Jer. 18:7 At what instant I shall speak concerning a nation, and concerning a kingdom, to pluck up, and to pull down, and to destroy it;

8 If that nation, against whom I have pronounced, turn from their evil, I will repent of the evil that I thought to do unto them.

9 And at what instant I shall speak concerning a nation, and concerning a kingdom, to build and to plant it;

10 If it do evil in my sight, that it obey not my voice, then I will repent of the good, wherewith I said I would benefit them.

11 Now therefore go to, speak to the men of Judah, and to the inhabitants of Jerusalem, saying, Thus saith the LORD; Behold, I frame evil against you, and devise a device against you: return ye now every one from his evil way, and make your ways and your doings good.

▶ **EXERCISE DIRECTIONS**
Continue the passage from Jeremiah 18 above, picking up right after its final sentence. The records that come next are separate material and have no connection to the passage from Jeremiah 18 given above.

▶ **SUPPLIED ENTRIES**
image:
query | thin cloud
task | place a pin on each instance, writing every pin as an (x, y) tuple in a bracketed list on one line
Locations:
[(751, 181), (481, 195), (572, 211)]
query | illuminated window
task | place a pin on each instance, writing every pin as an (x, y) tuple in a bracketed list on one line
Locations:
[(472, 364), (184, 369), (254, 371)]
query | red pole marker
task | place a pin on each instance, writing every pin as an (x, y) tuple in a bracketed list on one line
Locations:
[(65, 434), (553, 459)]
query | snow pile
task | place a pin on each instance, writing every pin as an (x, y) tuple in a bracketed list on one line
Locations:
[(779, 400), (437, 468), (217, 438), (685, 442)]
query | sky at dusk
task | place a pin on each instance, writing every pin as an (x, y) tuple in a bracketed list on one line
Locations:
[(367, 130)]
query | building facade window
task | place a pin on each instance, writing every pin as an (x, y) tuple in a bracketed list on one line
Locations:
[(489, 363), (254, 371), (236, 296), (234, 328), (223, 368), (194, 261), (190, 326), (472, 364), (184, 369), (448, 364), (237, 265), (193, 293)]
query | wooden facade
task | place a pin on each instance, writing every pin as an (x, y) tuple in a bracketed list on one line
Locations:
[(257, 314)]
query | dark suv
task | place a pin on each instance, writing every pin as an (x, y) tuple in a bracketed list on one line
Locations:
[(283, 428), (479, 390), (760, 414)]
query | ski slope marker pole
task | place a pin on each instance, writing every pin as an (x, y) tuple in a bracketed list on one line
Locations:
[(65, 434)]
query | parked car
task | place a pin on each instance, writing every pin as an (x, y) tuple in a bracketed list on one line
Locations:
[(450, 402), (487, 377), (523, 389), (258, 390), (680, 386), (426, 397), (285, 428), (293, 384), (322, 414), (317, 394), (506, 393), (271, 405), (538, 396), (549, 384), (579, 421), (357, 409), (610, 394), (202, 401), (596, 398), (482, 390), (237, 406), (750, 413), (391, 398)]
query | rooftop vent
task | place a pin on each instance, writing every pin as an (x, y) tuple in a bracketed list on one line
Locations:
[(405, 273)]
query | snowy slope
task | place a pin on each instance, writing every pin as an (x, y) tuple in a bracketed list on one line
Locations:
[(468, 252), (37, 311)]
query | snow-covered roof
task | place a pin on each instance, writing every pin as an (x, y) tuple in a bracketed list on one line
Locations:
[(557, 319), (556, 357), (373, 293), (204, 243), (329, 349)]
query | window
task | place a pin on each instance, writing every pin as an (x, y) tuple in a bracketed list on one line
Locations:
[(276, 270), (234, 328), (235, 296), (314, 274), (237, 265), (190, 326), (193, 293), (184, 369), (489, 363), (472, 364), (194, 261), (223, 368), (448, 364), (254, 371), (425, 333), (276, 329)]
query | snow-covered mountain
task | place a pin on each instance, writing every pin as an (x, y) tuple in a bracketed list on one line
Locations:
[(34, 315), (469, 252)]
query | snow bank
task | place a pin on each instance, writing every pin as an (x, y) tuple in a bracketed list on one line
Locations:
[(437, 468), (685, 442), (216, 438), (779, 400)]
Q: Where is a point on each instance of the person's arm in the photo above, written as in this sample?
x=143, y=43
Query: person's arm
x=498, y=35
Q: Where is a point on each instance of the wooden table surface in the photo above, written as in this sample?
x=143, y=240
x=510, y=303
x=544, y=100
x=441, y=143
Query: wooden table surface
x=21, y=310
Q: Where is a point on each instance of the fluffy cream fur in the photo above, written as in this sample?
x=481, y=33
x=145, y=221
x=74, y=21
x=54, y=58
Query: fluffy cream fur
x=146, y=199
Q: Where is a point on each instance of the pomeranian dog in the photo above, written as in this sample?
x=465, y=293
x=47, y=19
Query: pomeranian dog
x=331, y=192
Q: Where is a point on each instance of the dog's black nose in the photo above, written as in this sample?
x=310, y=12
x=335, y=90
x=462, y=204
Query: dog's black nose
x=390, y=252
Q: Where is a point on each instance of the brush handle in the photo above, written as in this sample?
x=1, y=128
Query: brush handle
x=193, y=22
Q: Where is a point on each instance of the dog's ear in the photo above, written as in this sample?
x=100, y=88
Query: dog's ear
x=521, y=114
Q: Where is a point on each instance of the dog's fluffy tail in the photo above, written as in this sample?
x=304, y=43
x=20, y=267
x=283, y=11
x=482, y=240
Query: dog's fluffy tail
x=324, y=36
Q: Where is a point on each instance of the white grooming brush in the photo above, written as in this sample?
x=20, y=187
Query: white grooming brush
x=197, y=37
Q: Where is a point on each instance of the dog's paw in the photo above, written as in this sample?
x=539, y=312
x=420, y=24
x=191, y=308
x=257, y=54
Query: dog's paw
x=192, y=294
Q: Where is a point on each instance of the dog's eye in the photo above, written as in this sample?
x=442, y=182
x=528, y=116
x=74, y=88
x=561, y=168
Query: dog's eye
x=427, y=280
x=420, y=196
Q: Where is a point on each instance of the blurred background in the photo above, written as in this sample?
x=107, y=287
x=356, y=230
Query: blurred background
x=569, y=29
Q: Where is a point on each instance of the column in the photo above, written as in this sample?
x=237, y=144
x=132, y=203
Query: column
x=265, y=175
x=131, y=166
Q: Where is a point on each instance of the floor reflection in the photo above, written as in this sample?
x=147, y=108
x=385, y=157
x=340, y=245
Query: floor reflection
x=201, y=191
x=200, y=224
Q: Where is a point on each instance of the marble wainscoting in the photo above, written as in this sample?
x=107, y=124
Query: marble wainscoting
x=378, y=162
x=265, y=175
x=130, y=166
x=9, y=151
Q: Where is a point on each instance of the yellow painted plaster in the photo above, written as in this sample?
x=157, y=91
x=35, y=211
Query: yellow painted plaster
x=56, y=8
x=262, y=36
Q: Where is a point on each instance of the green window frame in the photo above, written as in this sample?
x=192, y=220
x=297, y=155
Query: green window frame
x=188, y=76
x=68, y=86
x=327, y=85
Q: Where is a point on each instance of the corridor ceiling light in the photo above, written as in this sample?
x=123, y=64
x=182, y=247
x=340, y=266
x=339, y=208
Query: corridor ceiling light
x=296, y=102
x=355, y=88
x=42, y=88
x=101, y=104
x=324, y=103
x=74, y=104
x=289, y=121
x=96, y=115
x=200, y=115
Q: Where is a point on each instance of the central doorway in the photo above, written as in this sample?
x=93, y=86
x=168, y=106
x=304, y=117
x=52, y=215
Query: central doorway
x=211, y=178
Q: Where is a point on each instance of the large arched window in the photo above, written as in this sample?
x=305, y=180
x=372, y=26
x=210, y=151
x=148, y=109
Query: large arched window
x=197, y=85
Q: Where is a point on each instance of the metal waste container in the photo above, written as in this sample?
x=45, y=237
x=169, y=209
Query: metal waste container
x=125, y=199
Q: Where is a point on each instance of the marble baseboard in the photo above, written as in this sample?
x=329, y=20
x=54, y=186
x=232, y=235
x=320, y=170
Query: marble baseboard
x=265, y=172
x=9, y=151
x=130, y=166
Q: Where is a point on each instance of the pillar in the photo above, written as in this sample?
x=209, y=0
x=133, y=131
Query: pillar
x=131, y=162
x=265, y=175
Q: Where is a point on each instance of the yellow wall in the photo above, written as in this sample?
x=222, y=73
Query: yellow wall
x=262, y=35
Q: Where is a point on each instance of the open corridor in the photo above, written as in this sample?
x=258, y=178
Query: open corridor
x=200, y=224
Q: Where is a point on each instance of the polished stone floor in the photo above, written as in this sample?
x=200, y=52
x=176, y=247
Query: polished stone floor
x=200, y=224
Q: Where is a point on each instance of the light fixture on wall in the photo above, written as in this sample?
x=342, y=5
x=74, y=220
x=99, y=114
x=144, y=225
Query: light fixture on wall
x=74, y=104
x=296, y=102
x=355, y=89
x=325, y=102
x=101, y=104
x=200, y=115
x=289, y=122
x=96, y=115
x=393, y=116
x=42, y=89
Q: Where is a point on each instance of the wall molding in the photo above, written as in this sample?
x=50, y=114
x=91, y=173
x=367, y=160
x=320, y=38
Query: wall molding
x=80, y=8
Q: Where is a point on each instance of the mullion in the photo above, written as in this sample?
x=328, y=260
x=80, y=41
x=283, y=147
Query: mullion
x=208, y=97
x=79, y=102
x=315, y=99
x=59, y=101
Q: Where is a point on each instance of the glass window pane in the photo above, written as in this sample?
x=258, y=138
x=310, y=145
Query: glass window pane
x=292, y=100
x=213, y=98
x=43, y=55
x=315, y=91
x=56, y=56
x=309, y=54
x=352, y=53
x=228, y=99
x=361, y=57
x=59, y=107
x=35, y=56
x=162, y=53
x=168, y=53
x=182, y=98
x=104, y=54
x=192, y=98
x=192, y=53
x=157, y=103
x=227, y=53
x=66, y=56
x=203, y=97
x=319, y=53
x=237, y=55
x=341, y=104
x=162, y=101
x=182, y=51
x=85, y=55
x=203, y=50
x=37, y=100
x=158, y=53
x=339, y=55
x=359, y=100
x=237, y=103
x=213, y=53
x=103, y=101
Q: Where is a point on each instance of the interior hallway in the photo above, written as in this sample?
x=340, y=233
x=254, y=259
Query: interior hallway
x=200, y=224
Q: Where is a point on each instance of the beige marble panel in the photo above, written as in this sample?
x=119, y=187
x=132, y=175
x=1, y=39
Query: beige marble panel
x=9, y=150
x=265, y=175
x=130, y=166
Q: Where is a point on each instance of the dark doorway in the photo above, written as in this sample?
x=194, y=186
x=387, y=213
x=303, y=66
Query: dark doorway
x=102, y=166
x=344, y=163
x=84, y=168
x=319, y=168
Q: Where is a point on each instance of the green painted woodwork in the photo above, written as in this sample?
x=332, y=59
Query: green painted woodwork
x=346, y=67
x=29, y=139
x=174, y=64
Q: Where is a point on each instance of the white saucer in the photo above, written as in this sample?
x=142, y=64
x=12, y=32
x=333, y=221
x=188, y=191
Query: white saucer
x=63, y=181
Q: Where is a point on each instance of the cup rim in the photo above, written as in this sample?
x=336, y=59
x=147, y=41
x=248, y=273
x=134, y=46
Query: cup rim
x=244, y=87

▶ **THE RESPONSE**
It is instructive to look at the whole subject of judgment on nations and cities in the aftermath of Hurricane Katrina and the devastation of New Orleans.  There are several questions raised by a passage like the one from Jeremiah quoted above.  Does God bring judgment on cities and nations?  Is it only Israel or Judah who can expect God's judgment?  Does God do things differently now from how he used to in the past?  What are the characteristics of the 'good' and 'evil' which God says He would do?  Is a calamity always the work of God, and can we make any distinction between natural disasters (normally called, after all, Acts of God), man-made destruction from carelessness (a train crash such as Hatfield), and deliberate acts of Terrorism (9/11, Bali, Madrid, 7th July, bombings in Iraq)?

NATIONS ARE REWARDED AND PUNISHED
George Mason, the American Founding Father and opponent of slavery, said this at the Constitutional Congress 1787: "As nations cannot be rewarded or punished in the next world, they must be in this.  By an inevitable chain of causes and effects Providence punishes national sins by national calamities."  Mason was perceptive.  Hebrews says: "it is appointed unto men once to die, but after this the judgment" (Heb 9:27).  Nations have no eternal spirit and no heavenly body to be raised for judgment.  Any nation is the sum or product of those living within it at any one time.  Mason contends that God judges men collectively in their nations, but in a different way from how He deals with them individually.  He visits the blessing or the curse upon the whole nation in the here and now for their righteousness or their sin.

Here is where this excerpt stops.